EXTRAIT DU TEXTE –
-=-=-=-=-

Malgré l’opposition parlementaire farouche qui qualifiait l’IVG d’« euthanasie légale », de « barbarie organisée » rappelant « le nazisme » et les « fours crématoires », la loi est finalement adoptée en 1975. Victoire historique qui sonne l’entrée de Simone Veil dans l’histoire.

Mais l’histoire du droit à l’avortement prend racine dès son interdiction en 1920. Une mobilisation pour les droits reproductifs s’organise à partir de 1961 avec la création du premier planning familial. Portée par des figures comme Gisèle Halimi, Simone de Beauvoir et Catherine Valabregue, l’accès à l’interruption de grossesse est un combat qui se poursuit de nos jours. 

La perspective de constitutionnaliser l’IVG en France alimente un débat enflammé, brassant des considérations morales, légales et politiques. Depuis l’adoption de la loi Veil en 1975 évoquée précédemment, l’IVG est un droit acquis dans le pays. Mais depuis que nos homologues américains ont abrogé le droit constitutionnel américain concernant l’IVG en 2022, l’accès à l’avortement est devenu menacé dans nos démocraties. La situation au sein de l’Union Européenne n’est pas très optimiste. Avec une résurgence des valeurs conservatrices qui, pour la plupart, s’opposent à l’avortement et une baisse de la natalité, l’IVG n’a pas le vent en poupe en Europe…  Dans ce contexte, de nombreux français et françaises se sont mobilisés en faveur des droits de la femme, réclamant ainsi l’inscription de l’IVG dans la Constitution française.

-=-=-=-=-

EXTRAIT DE LISTE –
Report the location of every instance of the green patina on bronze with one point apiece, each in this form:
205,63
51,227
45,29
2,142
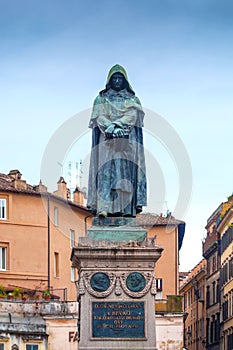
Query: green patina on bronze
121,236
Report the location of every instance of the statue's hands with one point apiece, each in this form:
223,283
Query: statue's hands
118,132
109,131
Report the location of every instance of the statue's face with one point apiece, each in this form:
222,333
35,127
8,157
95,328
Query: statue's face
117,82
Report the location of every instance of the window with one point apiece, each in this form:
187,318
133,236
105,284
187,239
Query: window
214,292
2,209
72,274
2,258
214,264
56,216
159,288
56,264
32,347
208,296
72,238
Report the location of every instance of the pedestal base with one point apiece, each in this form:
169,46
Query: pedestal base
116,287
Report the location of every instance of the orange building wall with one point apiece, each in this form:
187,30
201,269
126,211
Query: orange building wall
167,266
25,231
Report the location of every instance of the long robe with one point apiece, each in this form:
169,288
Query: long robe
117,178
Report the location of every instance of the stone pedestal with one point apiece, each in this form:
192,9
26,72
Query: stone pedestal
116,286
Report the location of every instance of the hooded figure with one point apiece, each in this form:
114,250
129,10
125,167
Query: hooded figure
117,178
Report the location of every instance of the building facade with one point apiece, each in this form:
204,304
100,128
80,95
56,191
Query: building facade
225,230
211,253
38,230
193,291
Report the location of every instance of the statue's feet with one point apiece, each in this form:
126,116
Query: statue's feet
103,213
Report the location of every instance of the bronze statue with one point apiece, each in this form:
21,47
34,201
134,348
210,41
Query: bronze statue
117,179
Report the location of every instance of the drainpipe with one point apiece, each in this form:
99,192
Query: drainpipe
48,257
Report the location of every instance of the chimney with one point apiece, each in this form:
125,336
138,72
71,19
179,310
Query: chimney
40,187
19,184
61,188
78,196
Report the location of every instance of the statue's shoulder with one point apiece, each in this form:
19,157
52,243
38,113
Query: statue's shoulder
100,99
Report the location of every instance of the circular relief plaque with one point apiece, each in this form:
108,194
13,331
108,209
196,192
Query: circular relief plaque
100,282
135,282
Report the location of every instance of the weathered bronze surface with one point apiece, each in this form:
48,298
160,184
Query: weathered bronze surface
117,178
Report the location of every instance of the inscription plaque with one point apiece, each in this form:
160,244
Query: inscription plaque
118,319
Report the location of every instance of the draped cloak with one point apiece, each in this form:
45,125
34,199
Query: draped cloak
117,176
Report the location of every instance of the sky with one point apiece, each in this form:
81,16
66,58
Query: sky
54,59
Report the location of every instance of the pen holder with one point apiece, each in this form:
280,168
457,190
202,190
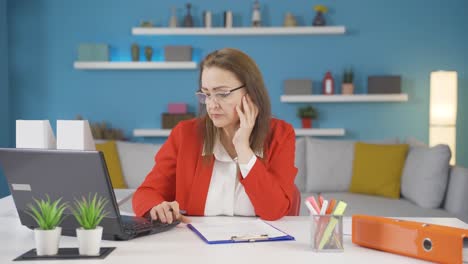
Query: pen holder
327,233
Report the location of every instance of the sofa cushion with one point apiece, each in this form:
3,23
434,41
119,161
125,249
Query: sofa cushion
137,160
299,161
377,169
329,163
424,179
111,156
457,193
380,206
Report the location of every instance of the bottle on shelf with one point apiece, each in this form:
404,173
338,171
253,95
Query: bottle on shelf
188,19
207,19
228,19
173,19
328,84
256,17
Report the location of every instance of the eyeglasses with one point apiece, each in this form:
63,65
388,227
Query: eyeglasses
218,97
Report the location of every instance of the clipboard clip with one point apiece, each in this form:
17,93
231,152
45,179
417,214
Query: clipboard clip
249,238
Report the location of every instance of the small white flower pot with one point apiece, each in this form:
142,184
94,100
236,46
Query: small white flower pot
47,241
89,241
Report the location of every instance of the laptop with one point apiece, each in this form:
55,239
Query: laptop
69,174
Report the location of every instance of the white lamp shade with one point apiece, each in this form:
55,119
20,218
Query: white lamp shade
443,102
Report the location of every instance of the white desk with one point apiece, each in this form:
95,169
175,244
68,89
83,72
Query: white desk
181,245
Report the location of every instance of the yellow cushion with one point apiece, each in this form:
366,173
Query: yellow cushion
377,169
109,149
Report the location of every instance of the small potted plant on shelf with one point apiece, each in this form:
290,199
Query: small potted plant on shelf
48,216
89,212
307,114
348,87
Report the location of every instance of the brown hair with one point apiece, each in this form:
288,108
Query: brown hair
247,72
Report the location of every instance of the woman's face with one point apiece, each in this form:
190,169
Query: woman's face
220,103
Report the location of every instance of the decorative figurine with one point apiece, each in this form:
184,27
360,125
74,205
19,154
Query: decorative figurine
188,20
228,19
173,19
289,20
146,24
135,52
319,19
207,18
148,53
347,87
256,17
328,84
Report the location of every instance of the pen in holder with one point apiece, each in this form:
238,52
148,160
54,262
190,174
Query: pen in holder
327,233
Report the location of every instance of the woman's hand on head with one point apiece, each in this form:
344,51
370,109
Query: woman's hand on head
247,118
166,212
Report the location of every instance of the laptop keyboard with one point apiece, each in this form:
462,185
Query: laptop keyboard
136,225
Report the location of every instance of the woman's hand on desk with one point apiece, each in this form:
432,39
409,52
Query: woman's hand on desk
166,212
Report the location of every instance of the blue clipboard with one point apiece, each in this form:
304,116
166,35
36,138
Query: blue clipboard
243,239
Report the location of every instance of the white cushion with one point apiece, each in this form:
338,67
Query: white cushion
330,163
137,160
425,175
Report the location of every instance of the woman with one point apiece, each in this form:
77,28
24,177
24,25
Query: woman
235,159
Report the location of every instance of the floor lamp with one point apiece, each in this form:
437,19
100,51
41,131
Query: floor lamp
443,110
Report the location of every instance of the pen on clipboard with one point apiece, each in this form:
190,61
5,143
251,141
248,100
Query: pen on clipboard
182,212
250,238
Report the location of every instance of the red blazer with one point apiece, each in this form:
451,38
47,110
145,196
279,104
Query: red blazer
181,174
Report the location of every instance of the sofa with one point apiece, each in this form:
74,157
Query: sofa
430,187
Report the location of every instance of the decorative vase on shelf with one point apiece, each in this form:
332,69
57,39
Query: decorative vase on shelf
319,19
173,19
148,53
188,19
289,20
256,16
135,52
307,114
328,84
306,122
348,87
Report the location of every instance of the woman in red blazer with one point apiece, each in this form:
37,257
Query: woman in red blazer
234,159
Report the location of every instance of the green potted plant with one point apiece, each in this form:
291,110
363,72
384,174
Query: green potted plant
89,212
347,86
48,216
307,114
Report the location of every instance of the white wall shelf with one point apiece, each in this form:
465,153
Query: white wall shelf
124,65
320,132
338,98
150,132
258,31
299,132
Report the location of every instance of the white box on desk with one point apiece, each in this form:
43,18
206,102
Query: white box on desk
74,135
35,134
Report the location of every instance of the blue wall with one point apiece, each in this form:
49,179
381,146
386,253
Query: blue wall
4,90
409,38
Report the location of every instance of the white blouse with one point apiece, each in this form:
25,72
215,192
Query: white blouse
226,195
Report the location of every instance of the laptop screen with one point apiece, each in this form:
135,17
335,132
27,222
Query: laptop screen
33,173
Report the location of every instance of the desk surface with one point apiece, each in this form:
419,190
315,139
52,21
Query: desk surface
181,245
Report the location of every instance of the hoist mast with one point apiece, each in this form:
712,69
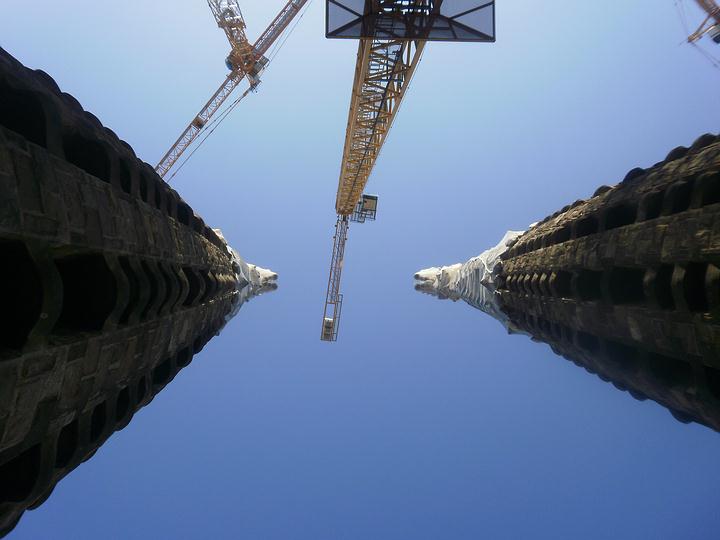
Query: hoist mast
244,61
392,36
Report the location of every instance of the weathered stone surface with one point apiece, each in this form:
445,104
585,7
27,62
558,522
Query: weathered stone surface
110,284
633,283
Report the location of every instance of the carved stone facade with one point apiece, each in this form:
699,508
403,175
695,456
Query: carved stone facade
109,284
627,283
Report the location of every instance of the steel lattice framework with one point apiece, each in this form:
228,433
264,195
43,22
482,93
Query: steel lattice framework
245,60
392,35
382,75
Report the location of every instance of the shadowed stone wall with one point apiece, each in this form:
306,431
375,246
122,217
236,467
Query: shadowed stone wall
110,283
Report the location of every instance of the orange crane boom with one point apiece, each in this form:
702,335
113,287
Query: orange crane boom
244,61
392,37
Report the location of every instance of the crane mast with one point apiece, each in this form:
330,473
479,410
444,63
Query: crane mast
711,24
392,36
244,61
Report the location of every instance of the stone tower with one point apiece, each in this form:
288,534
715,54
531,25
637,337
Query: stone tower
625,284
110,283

-=-=-=-=-

CONSIGNE A –
D’après le texte sur l’IVG, répondez brièvement :
(i) En quelle année l’avortement a-t-il été interdit ?
(ii) En quelle année le premier planning familial a-t-il été créé ?
(iii) En quelle année les Américains ont-ils abrogé leur droit constitutionnel concernant l’IVG ?
CONSIGNE B –
Traduisez en anglais cette phrase du texte sur l’IVG : « La situation au sein de l’Union Européenne n’est pas très optimiste. »
CONSIGNE C –
Poursuivez le texte sur l’IVG à partir de sa dernière phrase.
La liste n’a aucun rôle ici.

VOTRE RÉPONSE A –
(i) En 1920.
(ii) En 1961.
(iii) En 2022.

VOTRE RÉPONSE B –
The situation within the European Union is not very optimistic.

VOTRE RÉPONSE C –
Le 8 mars 2023: Emmanuel Macron s’engageait en faveur d’une loi constitutionnelle. Lors de son discours en hommage à Gisèle Halimi, le président de la République déclare: « En 2024, la liberté des femmes de recourir à l’IVG sera irréversible ». Cette proposition de loi, révélatrice de nombreux clivages idéologiques, a donné du fil à retordre à nos élus. L’Assemblée nationale vote la loi le 30 janvier, suivi de près par le Sénat, le 28 février 2024. Le vote final se déroule lors du Congrès réunissant le Parlement à Versailles, ce lundi 4 mars où la loi est adoptée à la majorité écrasante de 780 voix pour et 72 contre, soit 92% des suffrages exprimé

Le 8 mars 2024: une date symbolique en l'honneur des femmes et de leurs droits

Le 8 mars 2024, le Garde des Sceaux Eric Dupont-Moretti scelle le droit à l’IVG dans la Constitution lors d’une cérémonie Place Vendôme. « Le sceau de la République scelle en ce jour un long combat pour la liberté », a salué Emmanuel Macron, présent spécialement pour l’occasion. La date est symbolique: cette journée Internationale des droits de la femme a un comme un goût de victoire pour le peuple français. Cela s’est ressenti dans les manifestation pour le droit de femme. Partout en France, des milliers de militants et militantes se sont rassemblés pour célébrer cette avancée historique.

Le droit à l'avortement: une lutte continue

L’adoption de l’inscription du droit à l’IVG dans la Constitution française le 4 mars 2024 marque donc une étape significative dans la reconnaissance et la protection des droits des femmes en France. C’est une victoire pour le droit à disposer de son propre corps et pour l’autonomie des femmes dans leurs choix de santé.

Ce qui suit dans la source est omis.